* BEGIN Page *
The Fifth Circuit in March 2019 raised, but did not answer, the question of whether it was still appropriate to hold that taxpayers could not reasonably rely on a return preparer for timely filing of a return in the age of electronic filing.[1]  A U.S. District in Court in Tennessee decided that, since taxpayers could prepare their own paper return or obtain paper returns from the preparer, the prior rule should continue to apply.[2]  The Court also held that the taxpayer could not seek first-time abatement (FTA) relief in Court—rather, that is fully under the IRS’s control.

The US Supreme Court held in the Boyle case[3] that a taxpayer could not establish reasonable cause for failing to file a tax return by claiming he/she relied upon a tax preparer to timely file the return.  The Court found that the duty required no special knowledge or skill to file a return (a trip to the Post Office or local IRS office) and, as such, could not be delegated to a third party—the taxpayer had a duty to insure the third party actually took the desired action.
* END Page *
* Prompt 1 *
Show each line in the listing that contains the word "black".
The listing that follows has no connection to the passage.
* BEGIN Given data *
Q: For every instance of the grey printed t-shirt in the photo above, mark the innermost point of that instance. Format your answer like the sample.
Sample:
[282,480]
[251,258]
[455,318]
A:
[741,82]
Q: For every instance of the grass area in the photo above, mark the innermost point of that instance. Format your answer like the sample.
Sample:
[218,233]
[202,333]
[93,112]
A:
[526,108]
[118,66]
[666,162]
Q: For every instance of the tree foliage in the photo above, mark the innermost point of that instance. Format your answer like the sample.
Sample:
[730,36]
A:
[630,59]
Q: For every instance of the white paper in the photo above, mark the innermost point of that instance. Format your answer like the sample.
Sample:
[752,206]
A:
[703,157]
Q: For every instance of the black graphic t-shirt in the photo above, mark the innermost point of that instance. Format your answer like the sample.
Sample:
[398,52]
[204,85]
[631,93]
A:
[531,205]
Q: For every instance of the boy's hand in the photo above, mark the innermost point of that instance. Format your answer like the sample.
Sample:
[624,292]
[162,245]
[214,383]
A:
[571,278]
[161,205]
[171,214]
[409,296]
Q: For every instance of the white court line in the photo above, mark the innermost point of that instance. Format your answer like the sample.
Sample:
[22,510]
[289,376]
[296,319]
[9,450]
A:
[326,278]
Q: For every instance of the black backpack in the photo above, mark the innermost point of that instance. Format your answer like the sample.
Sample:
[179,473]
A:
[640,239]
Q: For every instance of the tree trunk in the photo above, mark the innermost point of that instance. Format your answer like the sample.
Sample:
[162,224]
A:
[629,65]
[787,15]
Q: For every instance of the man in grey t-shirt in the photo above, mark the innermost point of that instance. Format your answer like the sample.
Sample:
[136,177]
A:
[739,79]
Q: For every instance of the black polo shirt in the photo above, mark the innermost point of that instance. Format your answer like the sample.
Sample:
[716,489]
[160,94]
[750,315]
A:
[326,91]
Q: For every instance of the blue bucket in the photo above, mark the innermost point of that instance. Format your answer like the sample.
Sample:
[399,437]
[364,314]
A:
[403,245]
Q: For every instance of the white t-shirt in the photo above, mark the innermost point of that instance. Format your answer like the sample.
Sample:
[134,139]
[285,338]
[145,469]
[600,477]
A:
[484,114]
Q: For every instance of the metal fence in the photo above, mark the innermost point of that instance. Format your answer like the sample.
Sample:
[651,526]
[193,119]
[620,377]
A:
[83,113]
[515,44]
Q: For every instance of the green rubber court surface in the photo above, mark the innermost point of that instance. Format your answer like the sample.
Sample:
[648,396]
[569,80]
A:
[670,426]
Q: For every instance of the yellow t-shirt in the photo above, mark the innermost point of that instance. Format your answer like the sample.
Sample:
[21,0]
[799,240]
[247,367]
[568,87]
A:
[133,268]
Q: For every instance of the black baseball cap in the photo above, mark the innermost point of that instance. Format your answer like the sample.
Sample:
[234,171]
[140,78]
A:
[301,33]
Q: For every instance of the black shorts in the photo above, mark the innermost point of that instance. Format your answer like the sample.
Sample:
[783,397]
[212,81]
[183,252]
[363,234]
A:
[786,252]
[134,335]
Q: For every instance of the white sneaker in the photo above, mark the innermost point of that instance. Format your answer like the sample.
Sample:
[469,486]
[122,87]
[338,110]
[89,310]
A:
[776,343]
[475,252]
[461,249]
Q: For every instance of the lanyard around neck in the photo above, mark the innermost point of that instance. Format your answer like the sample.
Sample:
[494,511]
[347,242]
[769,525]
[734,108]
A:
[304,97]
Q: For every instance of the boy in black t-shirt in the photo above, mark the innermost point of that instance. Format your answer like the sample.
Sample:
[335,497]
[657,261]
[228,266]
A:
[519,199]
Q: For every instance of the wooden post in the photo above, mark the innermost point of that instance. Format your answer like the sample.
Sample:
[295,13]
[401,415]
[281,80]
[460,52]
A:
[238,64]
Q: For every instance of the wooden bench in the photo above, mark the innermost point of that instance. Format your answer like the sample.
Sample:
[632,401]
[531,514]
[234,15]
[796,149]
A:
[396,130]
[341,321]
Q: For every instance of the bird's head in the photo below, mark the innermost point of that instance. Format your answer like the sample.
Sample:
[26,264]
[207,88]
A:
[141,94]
* END Given data *
* Prompt 2 *
In the passage on late tax filing, what did the Tennessee court decide about first-time abatement relief?

* Correct result 1 *
Q: For every instance of the black graphic t-shirt in the photo above, mark the innermost point of that instance. Format your answer like the sample.
Q: For every instance of the black backpack in the photo above, mark the innermost point of that instance. Format your answer like the sample.
Q: For every instance of the black polo shirt in the photo above, mark the innermost point of that instance. Format your answer like the sample.
Q: For every instance of the black baseball cap in the photo above, mark the innermost point of that instance. Format your answer like the sample.
Q: For every instance of the black shorts in the photo above, mark the innermost point of that instance. Format your answer like the sample.
Q: For every instance of the boy in black t-shirt in the photo above, mark the innermost point of that instance. Format your answer like the sample.

* Correct result 2 *
The taxpayer could not seek it in court, since that relief is fully under the IRS's control.